SELECTED TEXT:
# FS: Gnarled manzanita in BC/CA



## plantbrain (May 12, 2010)

I might be shipping a lot of wood up to BC in the semi near future. 
I suppose it's a plant

Anyway, I wanted to see if there is a favorable market for it and what interest folks in terms of wood and what tank sizes are most desired/sought after and used.

Tom


----------



## Nanokid (May 18, 2010)

this is my opinion on what would sell best 

most popular are small stumps - with a visisble root syestem for 30-90 gallons. seirously. stumps would go fast! 
next i would say branches , for smaller tanks ( 10-45) that are long with lots of nobs and twigs.. there always neat

last would be average "chunks" 

what kind of wood are you thinking?


----------



## Johnnyfishtanks (Apr 21, 2010)

i would be down and stump and stumps and more stumps


----------



## jcgd (Feb 4, 2011)

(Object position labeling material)
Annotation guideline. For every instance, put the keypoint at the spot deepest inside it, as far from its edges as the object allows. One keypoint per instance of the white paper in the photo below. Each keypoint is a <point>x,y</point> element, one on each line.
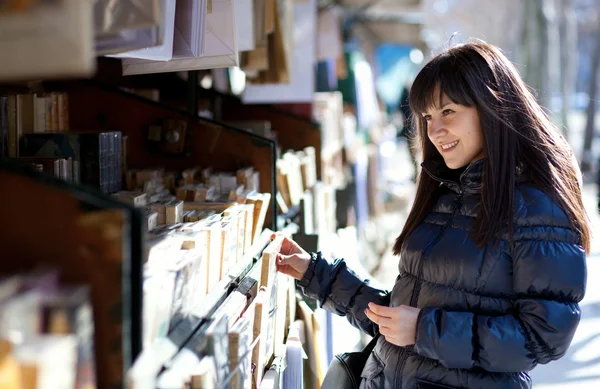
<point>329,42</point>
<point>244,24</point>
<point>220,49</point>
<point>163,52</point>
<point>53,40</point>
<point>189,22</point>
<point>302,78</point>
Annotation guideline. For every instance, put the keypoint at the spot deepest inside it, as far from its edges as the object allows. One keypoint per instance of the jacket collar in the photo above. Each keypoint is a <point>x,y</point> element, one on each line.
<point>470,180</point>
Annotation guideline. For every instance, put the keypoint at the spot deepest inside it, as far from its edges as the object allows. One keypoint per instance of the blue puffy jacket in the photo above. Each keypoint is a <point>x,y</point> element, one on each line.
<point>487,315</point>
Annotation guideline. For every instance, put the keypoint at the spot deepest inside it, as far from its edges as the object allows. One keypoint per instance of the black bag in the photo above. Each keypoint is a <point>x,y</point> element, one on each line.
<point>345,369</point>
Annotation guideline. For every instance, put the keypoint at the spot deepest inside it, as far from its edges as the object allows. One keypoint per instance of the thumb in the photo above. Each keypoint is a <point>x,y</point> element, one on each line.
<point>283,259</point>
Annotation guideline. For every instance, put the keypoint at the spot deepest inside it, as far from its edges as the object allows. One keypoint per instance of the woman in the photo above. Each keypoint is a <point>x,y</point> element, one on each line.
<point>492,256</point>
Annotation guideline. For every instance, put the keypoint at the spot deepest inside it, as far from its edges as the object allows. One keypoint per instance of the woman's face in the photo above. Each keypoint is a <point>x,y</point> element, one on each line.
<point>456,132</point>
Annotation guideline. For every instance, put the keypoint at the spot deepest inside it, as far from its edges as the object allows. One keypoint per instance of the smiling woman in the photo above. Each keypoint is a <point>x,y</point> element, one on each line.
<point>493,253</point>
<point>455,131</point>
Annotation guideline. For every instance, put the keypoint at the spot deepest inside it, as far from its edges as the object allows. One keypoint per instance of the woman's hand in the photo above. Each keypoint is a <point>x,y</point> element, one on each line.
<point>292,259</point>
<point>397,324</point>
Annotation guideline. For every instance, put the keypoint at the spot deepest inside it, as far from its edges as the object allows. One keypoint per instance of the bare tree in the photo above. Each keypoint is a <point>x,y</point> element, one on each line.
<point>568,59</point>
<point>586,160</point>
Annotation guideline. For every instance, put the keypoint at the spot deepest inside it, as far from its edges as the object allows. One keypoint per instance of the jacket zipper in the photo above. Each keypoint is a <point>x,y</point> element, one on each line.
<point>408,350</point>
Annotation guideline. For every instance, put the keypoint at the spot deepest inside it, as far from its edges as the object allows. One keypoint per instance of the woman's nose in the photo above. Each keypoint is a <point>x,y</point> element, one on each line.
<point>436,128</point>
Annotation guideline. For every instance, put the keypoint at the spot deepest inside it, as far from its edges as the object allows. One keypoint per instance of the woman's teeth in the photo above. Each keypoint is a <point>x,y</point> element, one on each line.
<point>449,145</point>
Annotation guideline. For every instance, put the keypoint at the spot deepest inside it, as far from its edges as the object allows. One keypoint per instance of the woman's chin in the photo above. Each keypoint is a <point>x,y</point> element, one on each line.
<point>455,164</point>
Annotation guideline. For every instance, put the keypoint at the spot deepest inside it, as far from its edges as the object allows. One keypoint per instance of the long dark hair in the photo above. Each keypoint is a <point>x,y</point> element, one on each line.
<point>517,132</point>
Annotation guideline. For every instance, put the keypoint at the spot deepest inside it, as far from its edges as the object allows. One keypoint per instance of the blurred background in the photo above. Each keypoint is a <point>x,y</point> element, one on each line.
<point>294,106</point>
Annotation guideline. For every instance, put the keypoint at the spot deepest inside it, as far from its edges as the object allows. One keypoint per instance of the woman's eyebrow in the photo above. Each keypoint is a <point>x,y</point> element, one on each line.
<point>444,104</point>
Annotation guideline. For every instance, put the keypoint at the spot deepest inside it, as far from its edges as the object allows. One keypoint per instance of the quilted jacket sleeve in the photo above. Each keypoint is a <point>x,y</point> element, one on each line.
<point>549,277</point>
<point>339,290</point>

...

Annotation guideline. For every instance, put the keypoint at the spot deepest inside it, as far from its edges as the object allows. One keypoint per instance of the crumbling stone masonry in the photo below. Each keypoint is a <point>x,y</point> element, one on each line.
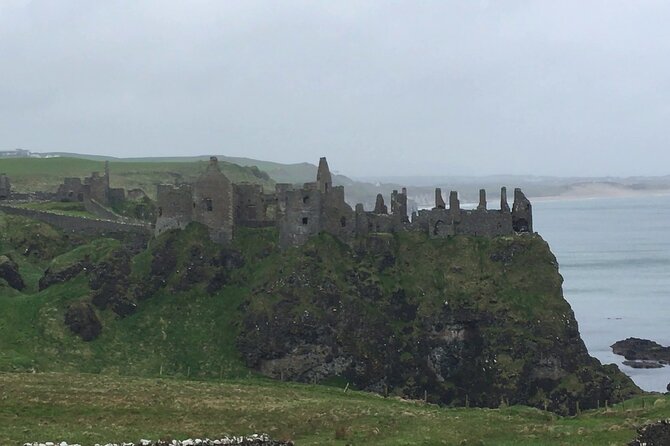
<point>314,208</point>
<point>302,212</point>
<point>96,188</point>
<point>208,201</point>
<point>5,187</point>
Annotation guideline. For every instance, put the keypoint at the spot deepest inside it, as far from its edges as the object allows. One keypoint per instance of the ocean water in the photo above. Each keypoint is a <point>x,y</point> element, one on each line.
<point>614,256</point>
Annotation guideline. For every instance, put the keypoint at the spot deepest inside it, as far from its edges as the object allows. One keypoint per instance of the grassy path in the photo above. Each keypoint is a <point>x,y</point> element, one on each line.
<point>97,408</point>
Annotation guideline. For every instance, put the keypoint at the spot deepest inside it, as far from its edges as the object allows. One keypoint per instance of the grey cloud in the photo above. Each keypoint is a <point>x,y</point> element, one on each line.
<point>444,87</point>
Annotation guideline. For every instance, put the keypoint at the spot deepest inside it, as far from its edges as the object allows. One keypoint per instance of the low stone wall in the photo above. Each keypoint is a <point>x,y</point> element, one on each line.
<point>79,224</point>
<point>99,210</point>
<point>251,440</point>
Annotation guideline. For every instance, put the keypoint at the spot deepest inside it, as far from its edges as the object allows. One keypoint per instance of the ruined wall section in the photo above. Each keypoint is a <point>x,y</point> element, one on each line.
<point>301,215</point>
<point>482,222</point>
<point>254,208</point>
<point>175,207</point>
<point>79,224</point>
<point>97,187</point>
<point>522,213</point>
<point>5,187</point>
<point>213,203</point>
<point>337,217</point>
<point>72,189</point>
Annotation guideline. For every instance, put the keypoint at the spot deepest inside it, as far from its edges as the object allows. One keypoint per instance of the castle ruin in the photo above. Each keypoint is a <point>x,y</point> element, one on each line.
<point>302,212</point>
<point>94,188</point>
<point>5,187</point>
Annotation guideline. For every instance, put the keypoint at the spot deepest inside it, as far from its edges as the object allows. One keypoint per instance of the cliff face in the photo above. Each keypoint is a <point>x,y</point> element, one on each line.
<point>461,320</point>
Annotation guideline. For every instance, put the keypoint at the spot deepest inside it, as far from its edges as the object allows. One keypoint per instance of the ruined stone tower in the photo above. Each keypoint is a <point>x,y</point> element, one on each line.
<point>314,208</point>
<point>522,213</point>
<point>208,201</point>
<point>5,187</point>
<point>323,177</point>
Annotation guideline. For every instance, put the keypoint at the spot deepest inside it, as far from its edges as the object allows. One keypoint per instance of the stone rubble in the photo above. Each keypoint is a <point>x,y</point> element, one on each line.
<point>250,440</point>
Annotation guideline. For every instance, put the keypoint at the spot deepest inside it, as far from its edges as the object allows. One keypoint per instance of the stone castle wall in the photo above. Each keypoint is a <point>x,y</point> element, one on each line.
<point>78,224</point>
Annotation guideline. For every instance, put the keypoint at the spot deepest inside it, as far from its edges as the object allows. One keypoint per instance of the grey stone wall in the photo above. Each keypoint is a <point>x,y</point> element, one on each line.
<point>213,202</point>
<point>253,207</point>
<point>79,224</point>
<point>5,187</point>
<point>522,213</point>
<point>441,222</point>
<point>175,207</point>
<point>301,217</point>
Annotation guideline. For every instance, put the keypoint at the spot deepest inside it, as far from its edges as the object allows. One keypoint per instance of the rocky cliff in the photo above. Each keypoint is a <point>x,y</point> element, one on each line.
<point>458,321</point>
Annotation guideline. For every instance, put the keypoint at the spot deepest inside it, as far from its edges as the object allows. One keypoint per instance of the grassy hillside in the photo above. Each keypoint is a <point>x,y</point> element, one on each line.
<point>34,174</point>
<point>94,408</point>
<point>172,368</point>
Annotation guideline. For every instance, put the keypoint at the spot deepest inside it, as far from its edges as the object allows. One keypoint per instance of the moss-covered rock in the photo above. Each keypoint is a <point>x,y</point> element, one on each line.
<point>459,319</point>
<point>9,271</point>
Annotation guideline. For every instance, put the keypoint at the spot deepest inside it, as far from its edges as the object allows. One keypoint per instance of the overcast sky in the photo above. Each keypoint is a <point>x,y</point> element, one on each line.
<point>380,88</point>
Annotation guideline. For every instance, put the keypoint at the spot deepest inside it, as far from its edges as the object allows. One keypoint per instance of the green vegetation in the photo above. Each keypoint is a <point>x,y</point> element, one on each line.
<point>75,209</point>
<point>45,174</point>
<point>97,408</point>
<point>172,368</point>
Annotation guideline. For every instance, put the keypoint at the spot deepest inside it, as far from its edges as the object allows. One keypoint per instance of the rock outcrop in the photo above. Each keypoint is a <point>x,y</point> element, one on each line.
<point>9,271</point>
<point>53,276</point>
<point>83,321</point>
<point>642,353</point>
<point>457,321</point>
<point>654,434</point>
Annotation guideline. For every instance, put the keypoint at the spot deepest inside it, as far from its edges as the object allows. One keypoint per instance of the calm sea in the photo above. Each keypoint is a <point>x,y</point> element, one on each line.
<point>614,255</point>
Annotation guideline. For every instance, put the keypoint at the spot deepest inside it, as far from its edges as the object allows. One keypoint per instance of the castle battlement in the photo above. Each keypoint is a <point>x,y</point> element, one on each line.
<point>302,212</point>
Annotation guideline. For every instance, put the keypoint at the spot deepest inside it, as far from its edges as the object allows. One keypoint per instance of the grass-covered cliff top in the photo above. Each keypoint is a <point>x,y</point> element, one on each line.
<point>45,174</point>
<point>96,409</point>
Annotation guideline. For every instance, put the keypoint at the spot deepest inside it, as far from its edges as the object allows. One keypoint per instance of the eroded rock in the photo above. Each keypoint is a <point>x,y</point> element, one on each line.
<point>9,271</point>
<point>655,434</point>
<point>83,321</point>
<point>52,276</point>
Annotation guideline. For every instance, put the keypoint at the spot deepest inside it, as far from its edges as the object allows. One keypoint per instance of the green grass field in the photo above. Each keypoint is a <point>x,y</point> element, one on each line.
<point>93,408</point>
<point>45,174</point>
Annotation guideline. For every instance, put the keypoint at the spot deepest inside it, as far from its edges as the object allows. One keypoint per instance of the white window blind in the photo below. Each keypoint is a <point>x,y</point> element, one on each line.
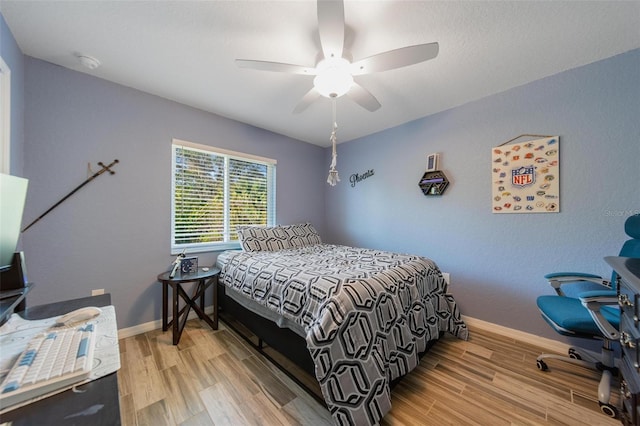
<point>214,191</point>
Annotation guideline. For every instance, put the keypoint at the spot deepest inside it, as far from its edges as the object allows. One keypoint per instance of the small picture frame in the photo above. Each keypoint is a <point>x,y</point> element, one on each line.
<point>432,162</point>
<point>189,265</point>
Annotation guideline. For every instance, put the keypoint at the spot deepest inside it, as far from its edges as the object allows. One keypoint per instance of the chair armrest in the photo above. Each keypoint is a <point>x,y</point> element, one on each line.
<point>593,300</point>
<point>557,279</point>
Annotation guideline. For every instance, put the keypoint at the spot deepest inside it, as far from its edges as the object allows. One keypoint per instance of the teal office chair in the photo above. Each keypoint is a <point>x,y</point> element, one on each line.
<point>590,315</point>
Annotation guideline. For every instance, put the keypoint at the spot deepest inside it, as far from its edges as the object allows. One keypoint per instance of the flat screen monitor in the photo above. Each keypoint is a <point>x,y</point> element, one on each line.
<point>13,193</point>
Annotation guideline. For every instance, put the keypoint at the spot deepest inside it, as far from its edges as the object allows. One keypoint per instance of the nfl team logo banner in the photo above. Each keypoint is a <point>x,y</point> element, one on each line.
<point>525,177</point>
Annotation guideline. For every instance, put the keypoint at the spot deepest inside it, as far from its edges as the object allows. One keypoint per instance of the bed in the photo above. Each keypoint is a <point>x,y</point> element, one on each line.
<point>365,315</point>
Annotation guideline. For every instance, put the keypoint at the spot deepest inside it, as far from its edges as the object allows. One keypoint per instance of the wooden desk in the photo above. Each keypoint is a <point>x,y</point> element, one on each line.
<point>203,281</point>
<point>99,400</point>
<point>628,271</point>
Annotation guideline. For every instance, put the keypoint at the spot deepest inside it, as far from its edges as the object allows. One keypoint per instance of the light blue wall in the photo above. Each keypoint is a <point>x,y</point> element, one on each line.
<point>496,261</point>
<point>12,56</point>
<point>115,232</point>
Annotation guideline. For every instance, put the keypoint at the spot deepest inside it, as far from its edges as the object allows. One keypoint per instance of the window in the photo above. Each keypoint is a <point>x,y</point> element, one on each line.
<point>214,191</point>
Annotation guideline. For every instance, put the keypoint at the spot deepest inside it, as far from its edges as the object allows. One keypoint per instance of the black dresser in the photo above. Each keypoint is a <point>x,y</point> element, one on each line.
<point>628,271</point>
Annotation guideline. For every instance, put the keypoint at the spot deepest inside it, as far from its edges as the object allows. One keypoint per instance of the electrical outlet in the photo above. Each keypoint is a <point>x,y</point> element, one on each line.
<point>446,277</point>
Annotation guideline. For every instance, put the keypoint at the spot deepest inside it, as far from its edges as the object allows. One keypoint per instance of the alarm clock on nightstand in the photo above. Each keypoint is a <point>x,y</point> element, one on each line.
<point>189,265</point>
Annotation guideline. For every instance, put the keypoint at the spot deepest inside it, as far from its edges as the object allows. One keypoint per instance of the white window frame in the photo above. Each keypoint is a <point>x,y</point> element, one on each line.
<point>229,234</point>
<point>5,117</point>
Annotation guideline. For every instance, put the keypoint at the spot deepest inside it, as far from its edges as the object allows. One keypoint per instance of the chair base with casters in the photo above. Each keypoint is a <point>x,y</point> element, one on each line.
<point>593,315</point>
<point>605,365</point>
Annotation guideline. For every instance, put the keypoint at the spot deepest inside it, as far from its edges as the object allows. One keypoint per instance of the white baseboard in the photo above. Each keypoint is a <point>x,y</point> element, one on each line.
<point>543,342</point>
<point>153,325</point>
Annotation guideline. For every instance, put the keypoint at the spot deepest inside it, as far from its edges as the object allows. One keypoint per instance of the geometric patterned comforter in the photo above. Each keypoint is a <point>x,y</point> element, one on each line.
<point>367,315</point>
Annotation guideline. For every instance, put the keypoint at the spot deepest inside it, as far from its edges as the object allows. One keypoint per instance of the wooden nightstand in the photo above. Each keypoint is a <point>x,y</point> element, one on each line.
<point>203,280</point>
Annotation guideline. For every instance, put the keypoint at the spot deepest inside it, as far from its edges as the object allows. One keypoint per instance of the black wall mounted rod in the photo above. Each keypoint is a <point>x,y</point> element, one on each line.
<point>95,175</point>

* * *

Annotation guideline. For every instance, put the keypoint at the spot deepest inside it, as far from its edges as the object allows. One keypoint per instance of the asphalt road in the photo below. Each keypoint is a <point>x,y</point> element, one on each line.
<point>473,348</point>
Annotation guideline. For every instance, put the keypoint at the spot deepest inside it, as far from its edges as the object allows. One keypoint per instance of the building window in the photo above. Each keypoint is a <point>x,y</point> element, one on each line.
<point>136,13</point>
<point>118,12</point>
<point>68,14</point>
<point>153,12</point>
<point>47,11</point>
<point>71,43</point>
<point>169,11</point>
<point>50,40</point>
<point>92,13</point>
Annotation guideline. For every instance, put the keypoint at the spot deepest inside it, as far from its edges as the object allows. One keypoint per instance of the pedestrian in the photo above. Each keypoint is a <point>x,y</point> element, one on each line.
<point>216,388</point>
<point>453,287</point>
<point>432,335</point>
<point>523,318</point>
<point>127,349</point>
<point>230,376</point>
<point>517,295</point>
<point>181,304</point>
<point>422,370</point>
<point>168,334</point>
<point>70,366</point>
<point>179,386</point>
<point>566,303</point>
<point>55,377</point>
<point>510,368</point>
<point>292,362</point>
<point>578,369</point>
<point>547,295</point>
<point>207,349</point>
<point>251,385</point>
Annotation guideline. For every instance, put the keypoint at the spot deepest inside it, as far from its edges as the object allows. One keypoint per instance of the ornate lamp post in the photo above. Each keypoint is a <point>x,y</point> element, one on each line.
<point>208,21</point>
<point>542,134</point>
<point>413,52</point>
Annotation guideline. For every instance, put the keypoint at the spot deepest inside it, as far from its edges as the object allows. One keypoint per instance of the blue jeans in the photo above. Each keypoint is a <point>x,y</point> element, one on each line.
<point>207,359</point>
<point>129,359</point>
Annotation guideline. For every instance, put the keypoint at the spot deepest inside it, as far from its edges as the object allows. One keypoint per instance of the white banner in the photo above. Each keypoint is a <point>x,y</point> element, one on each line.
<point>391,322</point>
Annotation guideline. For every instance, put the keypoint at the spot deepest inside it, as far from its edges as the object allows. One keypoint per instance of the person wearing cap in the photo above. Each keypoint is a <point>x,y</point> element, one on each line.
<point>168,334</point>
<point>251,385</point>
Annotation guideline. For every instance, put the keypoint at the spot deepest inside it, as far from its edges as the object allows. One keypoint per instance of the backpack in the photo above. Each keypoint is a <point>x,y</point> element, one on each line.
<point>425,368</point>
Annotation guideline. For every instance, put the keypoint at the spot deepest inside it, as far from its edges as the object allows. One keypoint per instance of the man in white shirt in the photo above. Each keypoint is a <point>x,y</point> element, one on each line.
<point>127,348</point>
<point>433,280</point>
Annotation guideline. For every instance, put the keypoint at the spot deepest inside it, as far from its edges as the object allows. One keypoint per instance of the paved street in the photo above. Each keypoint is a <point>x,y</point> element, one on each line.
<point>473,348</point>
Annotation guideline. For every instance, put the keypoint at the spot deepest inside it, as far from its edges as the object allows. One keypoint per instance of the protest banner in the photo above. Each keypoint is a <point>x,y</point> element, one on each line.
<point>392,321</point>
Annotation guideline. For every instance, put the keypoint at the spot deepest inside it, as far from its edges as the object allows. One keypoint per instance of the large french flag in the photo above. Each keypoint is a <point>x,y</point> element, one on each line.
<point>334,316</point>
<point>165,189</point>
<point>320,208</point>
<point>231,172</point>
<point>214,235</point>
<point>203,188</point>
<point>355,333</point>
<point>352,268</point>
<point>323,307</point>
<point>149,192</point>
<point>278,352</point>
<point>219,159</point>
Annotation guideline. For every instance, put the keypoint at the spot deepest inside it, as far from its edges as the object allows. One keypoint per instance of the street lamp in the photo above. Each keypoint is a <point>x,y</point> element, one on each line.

DIRECTIVES:
1 – Answer these about the manzanita thread:
(a) Where might plantbrain be shipping the wood?
(b) What tank size range does Nanokid give for small stumps?
(c) What does Nanokid rank last?
2 – Please carry on the manzanita thread from its last line.
None of this material plays any part here.

RESPONSES TO THE EXERCISE:
1 –
(a) Up to BC.
(b) 30–90 gallons.
(c) Average "chunks."

2 –
His wood is the coolest, nicest, most awesome stuff you'll ever see as far as manzanita is concerned. I'm actually getting a nice big bunch shipped for my new tank in a few days. None of that one stick for $30 bull. Check this out:









The photo belongs to plantbrain and is the piece I ordered. The boards are 2'x4'. Big piece!

A lot of what he has are epic centerpieces, any look you can think of. It's truly quality stuff.


----------



## DR1V3N (Apr 22, 2010)

Wow, this sample pic speaks volumes. I'm sure anyone with an inclination toward some sort of aquascape in the near future would be looking for this type of quality.

As a suggestion, why don't you set up a quick poll fielding the lengths/shapes/sizes you have?


----------



## Chronick (Apr 27, 2010)

i would love some, i've seen plantbrain's stump pieces on planted tank forum and have wanted to order stumps from him for a while... i'd be down for this if you plan on making a shipment to BC


----------



## Bluebarry (Dec 26, 2010)

Wow , I'll be down for some of that stuff, branchy type wood! Sweetttt


----------



## Luke78 (Apr 24, 2010)

+1 for stumps and any pieces for a 30-100 gallon setup.That photo shown is a great sample.


----------



## mhlwang (May 11, 2011)

I would like a stump for a 30 gal.


----------



## fenster58 (Apr 23, 2010)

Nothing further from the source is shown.